▶ EXERCISE:
The answer should consist of each line from the data below that includes "above".

▶ INFORMATION:
*** Begin section ***

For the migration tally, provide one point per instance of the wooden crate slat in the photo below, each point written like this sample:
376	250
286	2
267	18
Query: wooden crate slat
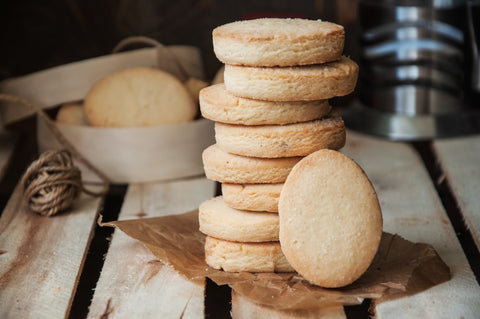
244	308
460	161
7	145
133	284
41	257
411	208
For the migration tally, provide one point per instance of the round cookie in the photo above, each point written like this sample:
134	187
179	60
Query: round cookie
224	167
223	222
253	197
217	104
299	83
278	42
72	114
139	96
330	219
272	141
251	257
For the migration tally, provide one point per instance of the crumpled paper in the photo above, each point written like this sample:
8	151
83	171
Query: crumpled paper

*** End section ***

▶ YOUR SOLUTION:
For the migration tally, provide one point per instance of the round cookie in the photo above, each point written like this sample:
For the migration tally, provide one point per instance of the crumpled paper in the photo above, each point written like this sample:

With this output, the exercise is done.